Work task
Below are records that hold pictures; write out only the lines from their start through the line with "of green hedge.", exactly, and drop the pictures.
BEGIN Available records
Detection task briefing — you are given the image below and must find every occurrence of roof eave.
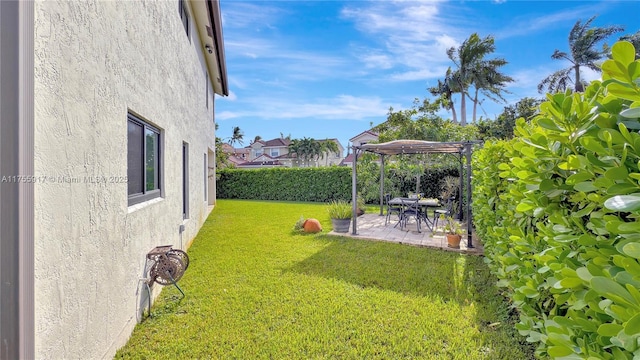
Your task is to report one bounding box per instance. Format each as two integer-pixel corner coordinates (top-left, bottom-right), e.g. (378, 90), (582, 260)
(190, 0), (229, 96)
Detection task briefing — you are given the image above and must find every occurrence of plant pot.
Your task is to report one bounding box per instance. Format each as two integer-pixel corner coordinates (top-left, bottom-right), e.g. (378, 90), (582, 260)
(446, 234), (462, 249)
(357, 208), (365, 217)
(331, 218), (352, 233)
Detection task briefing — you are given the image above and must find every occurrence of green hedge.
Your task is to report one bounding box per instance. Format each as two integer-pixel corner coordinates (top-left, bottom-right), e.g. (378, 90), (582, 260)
(216, 167), (352, 202)
(472, 41), (640, 359)
(217, 164), (459, 204)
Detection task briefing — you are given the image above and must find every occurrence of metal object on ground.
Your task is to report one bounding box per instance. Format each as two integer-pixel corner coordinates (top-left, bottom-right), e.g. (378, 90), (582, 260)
(146, 245), (189, 297)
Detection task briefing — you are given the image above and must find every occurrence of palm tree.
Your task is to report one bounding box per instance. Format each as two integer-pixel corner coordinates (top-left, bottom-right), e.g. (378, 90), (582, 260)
(228, 126), (244, 147)
(319, 139), (339, 166)
(250, 135), (262, 145)
(445, 33), (511, 125)
(467, 58), (514, 123)
(429, 68), (459, 123)
(538, 16), (624, 93)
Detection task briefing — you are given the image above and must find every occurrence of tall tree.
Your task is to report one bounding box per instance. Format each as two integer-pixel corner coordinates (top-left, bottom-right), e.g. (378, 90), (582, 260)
(443, 33), (512, 125)
(250, 135), (262, 145)
(538, 16), (624, 93)
(477, 97), (542, 140)
(228, 126), (244, 146)
(429, 68), (459, 124)
(466, 58), (514, 123)
(288, 137), (321, 167)
(319, 139), (339, 166)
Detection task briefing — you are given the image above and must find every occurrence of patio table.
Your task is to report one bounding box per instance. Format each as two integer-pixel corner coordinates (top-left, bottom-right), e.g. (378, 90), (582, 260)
(388, 197), (440, 232)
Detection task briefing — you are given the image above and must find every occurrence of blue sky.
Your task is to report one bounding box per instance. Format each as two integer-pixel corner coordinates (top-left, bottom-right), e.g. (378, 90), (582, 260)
(215, 0), (639, 150)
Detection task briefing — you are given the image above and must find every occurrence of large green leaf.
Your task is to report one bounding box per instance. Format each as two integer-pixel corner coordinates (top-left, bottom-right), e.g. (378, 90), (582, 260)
(591, 276), (636, 306)
(621, 243), (640, 259)
(598, 323), (624, 336)
(608, 83), (640, 102)
(604, 194), (640, 211)
(605, 166), (629, 180)
(620, 107), (640, 119)
(612, 41), (637, 67)
(624, 313), (640, 335)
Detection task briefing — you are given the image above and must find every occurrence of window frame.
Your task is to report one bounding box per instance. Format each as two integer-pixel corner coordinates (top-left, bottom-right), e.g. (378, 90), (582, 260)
(127, 113), (162, 206)
(182, 142), (189, 219)
(178, 0), (190, 40)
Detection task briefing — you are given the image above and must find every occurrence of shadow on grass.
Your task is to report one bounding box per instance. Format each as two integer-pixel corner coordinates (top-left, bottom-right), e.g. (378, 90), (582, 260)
(286, 235), (537, 358)
(287, 235), (487, 304)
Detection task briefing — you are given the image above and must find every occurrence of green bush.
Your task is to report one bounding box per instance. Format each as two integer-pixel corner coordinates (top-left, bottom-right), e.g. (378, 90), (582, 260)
(473, 41), (640, 358)
(217, 163), (459, 204)
(217, 167), (352, 202)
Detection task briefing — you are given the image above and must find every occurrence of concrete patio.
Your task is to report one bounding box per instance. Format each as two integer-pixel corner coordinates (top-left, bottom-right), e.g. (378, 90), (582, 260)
(328, 213), (484, 255)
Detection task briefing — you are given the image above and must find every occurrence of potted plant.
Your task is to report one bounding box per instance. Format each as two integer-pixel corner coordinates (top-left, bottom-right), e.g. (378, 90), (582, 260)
(327, 200), (353, 233)
(443, 216), (464, 248)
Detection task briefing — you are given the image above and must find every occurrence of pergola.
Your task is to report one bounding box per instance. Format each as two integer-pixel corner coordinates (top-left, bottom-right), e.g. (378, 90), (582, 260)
(350, 139), (482, 248)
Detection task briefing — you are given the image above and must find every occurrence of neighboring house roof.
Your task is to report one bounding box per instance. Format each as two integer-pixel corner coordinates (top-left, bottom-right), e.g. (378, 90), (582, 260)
(190, 0), (228, 96)
(221, 143), (234, 153)
(340, 153), (355, 166)
(227, 155), (247, 165)
(263, 138), (291, 147)
(349, 130), (378, 143)
(237, 160), (284, 168)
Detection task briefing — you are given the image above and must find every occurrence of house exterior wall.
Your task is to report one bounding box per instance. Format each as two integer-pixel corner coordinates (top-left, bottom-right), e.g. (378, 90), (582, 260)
(33, 1), (216, 358)
(350, 132), (378, 147)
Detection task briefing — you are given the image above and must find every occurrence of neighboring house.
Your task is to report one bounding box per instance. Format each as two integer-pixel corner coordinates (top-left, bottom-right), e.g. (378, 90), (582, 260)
(236, 155), (286, 169)
(247, 137), (292, 162)
(349, 130), (379, 147)
(221, 143), (249, 161)
(340, 153), (356, 167)
(316, 138), (345, 167)
(1, 1), (227, 359)
(230, 137), (344, 168)
(341, 130), (379, 166)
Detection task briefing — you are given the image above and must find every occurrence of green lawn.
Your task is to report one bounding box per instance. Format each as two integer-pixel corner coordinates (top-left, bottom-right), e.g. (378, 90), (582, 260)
(115, 200), (534, 359)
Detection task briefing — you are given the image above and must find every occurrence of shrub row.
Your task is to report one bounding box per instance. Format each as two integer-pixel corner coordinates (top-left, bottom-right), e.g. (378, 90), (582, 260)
(216, 167), (352, 202)
(217, 163), (459, 204)
(472, 42), (640, 359)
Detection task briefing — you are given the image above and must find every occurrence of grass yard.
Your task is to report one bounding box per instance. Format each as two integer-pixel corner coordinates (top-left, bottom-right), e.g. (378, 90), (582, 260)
(115, 200), (534, 359)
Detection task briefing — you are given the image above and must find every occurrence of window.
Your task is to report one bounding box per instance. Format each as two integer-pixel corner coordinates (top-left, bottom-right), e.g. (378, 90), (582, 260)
(178, 0), (190, 39)
(270, 149), (279, 157)
(255, 150), (262, 157)
(182, 142), (189, 219)
(128, 113), (162, 205)
(203, 153), (207, 201)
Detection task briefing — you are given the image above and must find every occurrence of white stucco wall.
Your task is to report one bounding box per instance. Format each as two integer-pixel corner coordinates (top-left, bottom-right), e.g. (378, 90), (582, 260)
(33, 1), (216, 358)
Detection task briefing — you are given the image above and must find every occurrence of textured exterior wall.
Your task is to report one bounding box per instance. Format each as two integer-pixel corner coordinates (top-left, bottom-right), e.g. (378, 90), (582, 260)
(33, 1), (216, 358)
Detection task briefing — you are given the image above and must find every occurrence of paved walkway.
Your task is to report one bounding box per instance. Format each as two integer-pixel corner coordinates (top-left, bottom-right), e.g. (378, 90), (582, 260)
(328, 213), (484, 255)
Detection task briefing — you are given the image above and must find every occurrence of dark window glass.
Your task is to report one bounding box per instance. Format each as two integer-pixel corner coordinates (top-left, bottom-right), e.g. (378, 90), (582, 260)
(179, 0), (190, 38)
(145, 129), (158, 191)
(127, 121), (144, 195)
(128, 114), (161, 205)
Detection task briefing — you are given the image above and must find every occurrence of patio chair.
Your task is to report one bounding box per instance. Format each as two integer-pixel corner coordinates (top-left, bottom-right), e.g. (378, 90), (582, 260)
(400, 197), (422, 232)
(433, 197), (455, 232)
(385, 194), (402, 226)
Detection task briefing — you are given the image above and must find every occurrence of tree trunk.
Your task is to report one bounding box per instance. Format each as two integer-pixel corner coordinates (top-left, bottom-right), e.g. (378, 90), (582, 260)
(450, 102), (458, 124)
(574, 65), (583, 92)
(472, 88), (479, 124)
(460, 92), (467, 126)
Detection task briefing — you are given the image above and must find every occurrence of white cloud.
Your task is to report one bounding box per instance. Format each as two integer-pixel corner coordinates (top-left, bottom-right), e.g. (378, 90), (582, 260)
(340, 1), (465, 81)
(217, 95), (396, 122)
(494, 4), (603, 40)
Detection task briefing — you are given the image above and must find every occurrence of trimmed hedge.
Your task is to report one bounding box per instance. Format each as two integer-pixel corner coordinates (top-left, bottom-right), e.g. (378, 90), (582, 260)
(472, 42), (640, 359)
(217, 164), (460, 204)
(216, 167), (352, 202)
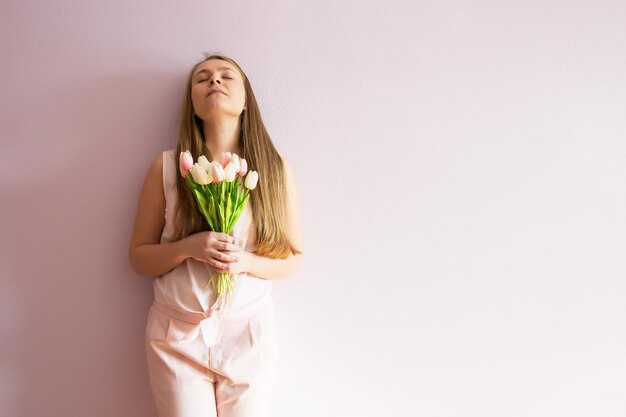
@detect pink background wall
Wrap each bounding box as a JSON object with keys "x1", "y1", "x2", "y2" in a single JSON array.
[{"x1": 2, "y1": 1, "x2": 625, "y2": 416}]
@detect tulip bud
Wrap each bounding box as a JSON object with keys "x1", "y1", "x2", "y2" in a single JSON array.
[
  {"x1": 211, "y1": 163, "x2": 226, "y2": 184},
  {"x1": 190, "y1": 163, "x2": 211, "y2": 185},
  {"x1": 224, "y1": 162, "x2": 237, "y2": 182},
  {"x1": 238, "y1": 158, "x2": 248, "y2": 176},
  {"x1": 197, "y1": 155, "x2": 212, "y2": 172},
  {"x1": 179, "y1": 150, "x2": 194, "y2": 177},
  {"x1": 244, "y1": 170, "x2": 259, "y2": 190},
  {"x1": 230, "y1": 154, "x2": 241, "y2": 174},
  {"x1": 220, "y1": 151, "x2": 231, "y2": 168},
  {"x1": 205, "y1": 162, "x2": 214, "y2": 183}
]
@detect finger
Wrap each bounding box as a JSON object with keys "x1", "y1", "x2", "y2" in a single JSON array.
[
  {"x1": 212, "y1": 249, "x2": 239, "y2": 262},
  {"x1": 215, "y1": 233, "x2": 236, "y2": 244},
  {"x1": 210, "y1": 259, "x2": 231, "y2": 271},
  {"x1": 220, "y1": 241, "x2": 242, "y2": 252}
]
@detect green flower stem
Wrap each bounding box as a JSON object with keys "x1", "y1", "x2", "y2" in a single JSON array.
[
  {"x1": 204, "y1": 270, "x2": 237, "y2": 303},
  {"x1": 184, "y1": 174, "x2": 249, "y2": 304}
]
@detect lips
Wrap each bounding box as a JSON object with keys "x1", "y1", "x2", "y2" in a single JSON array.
[{"x1": 207, "y1": 90, "x2": 225, "y2": 96}]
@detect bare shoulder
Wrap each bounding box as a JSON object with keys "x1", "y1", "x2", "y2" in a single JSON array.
[
  {"x1": 152, "y1": 150, "x2": 165, "y2": 174},
  {"x1": 128, "y1": 151, "x2": 166, "y2": 252},
  {"x1": 144, "y1": 151, "x2": 165, "y2": 193}
]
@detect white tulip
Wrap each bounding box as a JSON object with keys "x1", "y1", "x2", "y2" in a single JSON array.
[
  {"x1": 205, "y1": 162, "x2": 214, "y2": 183},
  {"x1": 224, "y1": 162, "x2": 237, "y2": 182},
  {"x1": 190, "y1": 163, "x2": 211, "y2": 185},
  {"x1": 244, "y1": 170, "x2": 259, "y2": 190},
  {"x1": 197, "y1": 155, "x2": 212, "y2": 172}
]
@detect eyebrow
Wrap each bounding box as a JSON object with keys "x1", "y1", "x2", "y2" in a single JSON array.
[{"x1": 194, "y1": 67, "x2": 236, "y2": 77}]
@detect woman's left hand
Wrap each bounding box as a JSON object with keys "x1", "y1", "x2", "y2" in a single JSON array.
[{"x1": 217, "y1": 249, "x2": 254, "y2": 276}]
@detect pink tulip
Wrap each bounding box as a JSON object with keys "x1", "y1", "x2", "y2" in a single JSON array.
[
  {"x1": 211, "y1": 163, "x2": 226, "y2": 183},
  {"x1": 230, "y1": 153, "x2": 241, "y2": 173},
  {"x1": 238, "y1": 158, "x2": 248, "y2": 176},
  {"x1": 179, "y1": 150, "x2": 194, "y2": 177},
  {"x1": 220, "y1": 151, "x2": 231, "y2": 168}
]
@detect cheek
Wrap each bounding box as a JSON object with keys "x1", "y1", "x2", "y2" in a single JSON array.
[
  {"x1": 232, "y1": 87, "x2": 246, "y2": 105},
  {"x1": 190, "y1": 88, "x2": 205, "y2": 105}
]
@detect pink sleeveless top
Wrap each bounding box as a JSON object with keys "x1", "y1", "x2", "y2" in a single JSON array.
[{"x1": 153, "y1": 149, "x2": 272, "y2": 317}]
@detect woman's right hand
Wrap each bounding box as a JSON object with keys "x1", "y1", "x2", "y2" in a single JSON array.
[{"x1": 182, "y1": 231, "x2": 242, "y2": 273}]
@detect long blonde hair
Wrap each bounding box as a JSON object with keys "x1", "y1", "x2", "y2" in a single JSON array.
[{"x1": 171, "y1": 52, "x2": 302, "y2": 260}]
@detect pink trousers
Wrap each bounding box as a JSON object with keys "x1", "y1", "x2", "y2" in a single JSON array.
[{"x1": 145, "y1": 298, "x2": 278, "y2": 417}]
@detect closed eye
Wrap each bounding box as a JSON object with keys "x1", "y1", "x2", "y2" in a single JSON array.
[{"x1": 196, "y1": 77, "x2": 232, "y2": 83}]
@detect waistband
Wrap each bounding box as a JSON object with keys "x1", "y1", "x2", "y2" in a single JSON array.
[
  {"x1": 151, "y1": 296, "x2": 273, "y2": 324},
  {"x1": 150, "y1": 296, "x2": 273, "y2": 349}
]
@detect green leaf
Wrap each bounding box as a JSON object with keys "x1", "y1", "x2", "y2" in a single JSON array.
[
  {"x1": 231, "y1": 185, "x2": 237, "y2": 207},
  {"x1": 225, "y1": 194, "x2": 232, "y2": 226},
  {"x1": 195, "y1": 189, "x2": 207, "y2": 207},
  {"x1": 185, "y1": 174, "x2": 196, "y2": 190},
  {"x1": 209, "y1": 195, "x2": 217, "y2": 230},
  {"x1": 191, "y1": 189, "x2": 211, "y2": 227},
  {"x1": 217, "y1": 203, "x2": 225, "y2": 232},
  {"x1": 209, "y1": 195, "x2": 215, "y2": 214}
]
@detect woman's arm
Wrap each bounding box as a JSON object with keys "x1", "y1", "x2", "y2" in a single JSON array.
[
  {"x1": 247, "y1": 155, "x2": 304, "y2": 280},
  {"x1": 128, "y1": 152, "x2": 189, "y2": 277}
]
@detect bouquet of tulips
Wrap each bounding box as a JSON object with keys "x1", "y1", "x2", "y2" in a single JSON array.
[{"x1": 179, "y1": 150, "x2": 259, "y2": 304}]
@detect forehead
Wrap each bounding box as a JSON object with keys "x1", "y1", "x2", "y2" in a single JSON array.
[{"x1": 193, "y1": 60, "x2": 238, "y2": 76}]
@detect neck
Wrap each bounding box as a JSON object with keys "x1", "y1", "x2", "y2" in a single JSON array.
[{"x1": 202, "y1": 115, "x2": 242, "y2": 162}]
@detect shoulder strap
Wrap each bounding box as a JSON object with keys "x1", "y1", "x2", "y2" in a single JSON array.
[{"x1": 162, "y1": 149, "x2": 177, "y2": 195}]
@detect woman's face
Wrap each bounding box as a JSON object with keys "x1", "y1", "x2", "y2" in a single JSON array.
[{"x1": 191, "y1": 59, "x2": 246, "y2": 120}]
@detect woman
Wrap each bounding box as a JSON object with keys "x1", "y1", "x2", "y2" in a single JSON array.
[{"x1": 128, "y1": 53, "x2": 303, "y2": 417}]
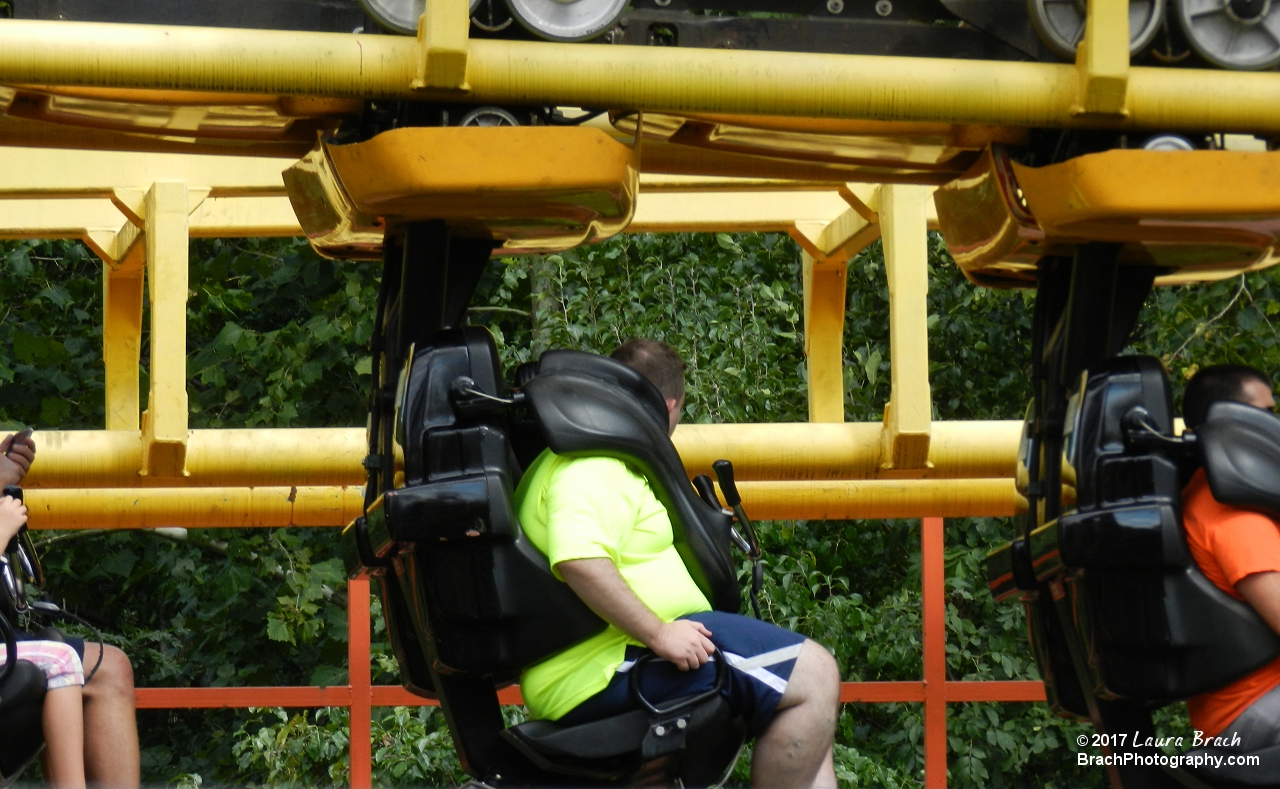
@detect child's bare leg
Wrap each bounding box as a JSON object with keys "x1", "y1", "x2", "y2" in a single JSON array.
[{"x1": 43, "y1": 686, "x2": 86, "y2": 789}]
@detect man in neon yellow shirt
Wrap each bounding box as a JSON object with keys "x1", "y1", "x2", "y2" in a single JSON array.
[{"x1": 515, "y1": 339, "x2": 840, "y2": 789}]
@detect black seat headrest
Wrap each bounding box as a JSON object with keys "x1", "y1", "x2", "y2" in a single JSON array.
[
  {"x1": 534, "y1": 350, "x2": 670, "y2": 430},
  {"x1": 1199, "y1": 400, "x2": 1280, "y2": 518}
]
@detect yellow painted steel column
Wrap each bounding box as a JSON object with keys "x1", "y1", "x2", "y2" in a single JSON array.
[
  {"x1": 140, "y1": 181, "x2": 190, "y2": 477},
  {"x1": 879, "y1": 184, "x2": 932, "y2": 469},
  {"x1": 103, "y1": 254, "x2": 145, "y2": 431},
  {"x1": 802, "y1": 252, "x2": 849, "y2": 423}
]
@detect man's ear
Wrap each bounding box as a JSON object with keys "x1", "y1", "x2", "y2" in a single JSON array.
[{"x1": 665, "y1": 397, "x2": 680, "y2": 415}]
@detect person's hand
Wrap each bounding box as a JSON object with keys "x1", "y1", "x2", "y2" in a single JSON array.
[
  {"x1": 0, "y1": 432, "x2": 35, "y2": 488},
  {"x1": 649, "y1": 619, "x2": 715, "y2": 671},
  {"x1": 0, "y1": 495, "x2": 27, "y2": 545}
]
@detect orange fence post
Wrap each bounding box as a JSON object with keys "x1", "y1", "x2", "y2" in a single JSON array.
[
  {"x1": 922, "y1": 517, "x2": 947, "y2": 788},
  {"x1": 348, "y1": 575, "x2": 372, "y2": 789}
]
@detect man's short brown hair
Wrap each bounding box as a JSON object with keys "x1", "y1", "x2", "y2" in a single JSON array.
[{"x1": 611, "y1": 338, "x2": 686, "y2": 402}]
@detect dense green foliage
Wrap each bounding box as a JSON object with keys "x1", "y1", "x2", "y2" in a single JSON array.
[{"x1": 3, "y1": 229, "x2": 1275, "y2": 786}]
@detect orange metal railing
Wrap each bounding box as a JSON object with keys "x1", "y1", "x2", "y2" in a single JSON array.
[{"x1": 132, "y1": 518, "x2": 1045, "y2": 789}]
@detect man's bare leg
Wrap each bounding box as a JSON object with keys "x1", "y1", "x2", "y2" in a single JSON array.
[
  {"x1": 751, "y1": 639, "x2": 840, "y2": 789},
  {"x1": 79, "y1": 644, "x2": 139, "y2": 789}
]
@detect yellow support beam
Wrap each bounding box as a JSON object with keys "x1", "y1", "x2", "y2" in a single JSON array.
[
  {"x1": 24, "y1": 485, "x2": 365, "y2": 530},
  {"x1": 678, "y1": 420, "x2": 1020, "y2": 481},
  {"x1": 139, "y1": 181, "x2": 191, "y2": 477},
  {"x1": 879, "y1": 183, "x2": 933, "y2": 469},
  {"x1": 103, "y1": 259, "x2": 145, "y2": 431},
  {"x1": 727, "y1": 478, "x2": 1019, "y2": 520},
  {"x1": 24, "y1": 429, "x2": 367, "y2": 488},
  {"x1": 0, "y1": 146, "x2": 294, "y2": 198},
  {"x1": 629, "y1": 190, "x2": 854, "y2": 234},
  {"x1": 21, "y1": 478, "x2": 1016, "y2": 530},
  {"x1": 1074, "y1": 0, "x2": 1130, "y2": 117},
  {"x1": 21, "y1": 421, "x2": 1022, "y2": 488},
  {"x1": 1, "y1": 20, "x2": 1278, "y2": 132},
  {"x1": 801, "y1": 252, "x2": 850, "y2": 423},
  {"x1": 791, "y1": 187, "x2": 884, "y2": 423}
]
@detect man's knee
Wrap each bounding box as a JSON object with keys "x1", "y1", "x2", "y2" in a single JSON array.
[
  {"x1": 800, "y1": 640, "x2": 841, "y2": 703},
  {"x1": 779, "y1": 640, "x2": 840, "y2": 711}
]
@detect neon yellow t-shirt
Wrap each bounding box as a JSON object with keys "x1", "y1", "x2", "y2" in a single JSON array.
[{"x1": 515, "y1": 450, "x2": 711, "y2": 721}]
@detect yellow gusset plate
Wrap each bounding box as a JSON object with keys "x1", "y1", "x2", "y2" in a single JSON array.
[
  {"x1": 294, "y1": 125, "x2": 640, "y2": 257},
  {"x1": 937, "y1": 147, "x2": 1280, "y2": 288}
]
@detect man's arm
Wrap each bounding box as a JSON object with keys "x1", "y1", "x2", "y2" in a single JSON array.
[
  {"x1": 1237, "y1": 571, "x2": 1280, "y2": 635},
  {"x1": 0, "y1": 432, "x2": 35, "y2": 488},
  {"x1": 557, "y1": 558, "x2": 715, "y2": 671}
]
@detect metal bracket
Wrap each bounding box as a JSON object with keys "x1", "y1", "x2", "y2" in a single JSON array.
[{"x1": 413, "y1": 0, "x2": 471, "y2": 92}]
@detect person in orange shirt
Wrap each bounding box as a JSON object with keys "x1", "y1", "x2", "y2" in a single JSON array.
[{"x1": 1182, "y1": 364, "x2": 1280, "y2": 749}]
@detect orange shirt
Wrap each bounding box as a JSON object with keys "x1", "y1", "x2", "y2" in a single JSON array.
[{"x1": 1182, "y1": 468, "x2": 1280, "y2": 736}]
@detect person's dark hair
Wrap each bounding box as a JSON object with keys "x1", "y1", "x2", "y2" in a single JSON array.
[
  {"x1": 1183, "y1": 364, "x2": 1273, "y2": 429},
  {"x1": 611, "y1": 338, "x2": 686, "y2": 402}
]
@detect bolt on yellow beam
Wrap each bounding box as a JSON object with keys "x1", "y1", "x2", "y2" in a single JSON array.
[
  {"x1": 139, "y1": 181, "x2": 191, "y2": 477},
  {"x1": 2, "y1": 20, "x2": 1280, "y2": 132},
  {"x1": 1074, "y1": 0, "x2": 1130, "y2": 116},
  {"x1": 879, "y1": 184, "x2": 933, "y2": 470}
]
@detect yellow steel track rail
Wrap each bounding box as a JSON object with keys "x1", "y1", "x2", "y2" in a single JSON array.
[{"x1": 2, "y1": 19, "x2": 1280, "y2": 133}]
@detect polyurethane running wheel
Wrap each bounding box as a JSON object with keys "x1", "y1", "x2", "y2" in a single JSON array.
[
  {"x1": 504, "y1": 0, "x2": 628, "y2": 42},
  {"x1": 1175, "y1": 0, "x2": 1280, "y2": 70},
  {"x1": 1027, "y1": 0, "x2": 1166, "y2": 60},
  {"x1": 360, "y1": 0, "x2": 483, "y2": 35}
]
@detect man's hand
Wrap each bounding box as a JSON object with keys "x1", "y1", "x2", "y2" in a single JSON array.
[
  {"x1": 558, "y1": 557, "x2": 715, "y2": 672},
  {"x1": 650, "y1": 619, "x2": 715, "y2": 671},
  {"x1": 0, "y1": 432, "x2": 35, "y2": 488}
]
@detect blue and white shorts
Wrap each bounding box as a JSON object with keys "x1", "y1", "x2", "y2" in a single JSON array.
[{"x1": 558, "y1": 611, "x2": 807, "y2": 736}]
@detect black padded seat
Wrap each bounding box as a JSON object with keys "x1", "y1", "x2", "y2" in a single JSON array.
[
  {"x1": 343, "y1": 330, "x2": 750, "y2": 786},
  {"x1": 503, "y1": 695, "x2": 745, "y2": 785},
  {"x1": 1200, "y1": 400, "x2": 1280, "y2": 517},
  {"x1": 1051, "y1": 356, "x2": 1280, "y2": 702}
]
END Available records
Response to the task
Detection task briefing — you are given the image below and must find every occurrence of roof eave.
Your task is to report one bounding box per instance. Format each as two integer-pixel corner coordinates (top-left, bottom-right), e.g. (378, 90), (582, 260)
(190, 0), (229, 96)
Detection task briefing — you are given the image above and must find every occurrence of plant pot.
Your task is to report one bounding box per instance. Format each as two integer-pixel corner coordinates (top-left, bottom-right), e.g. (378, 90), (582, 260)
(446, 234), (462, 249)
(357, 208), (365, 217)
(331, 218), (352, 233)
Detection task briefing — you are given the image above and must find every occurrence of green hedge.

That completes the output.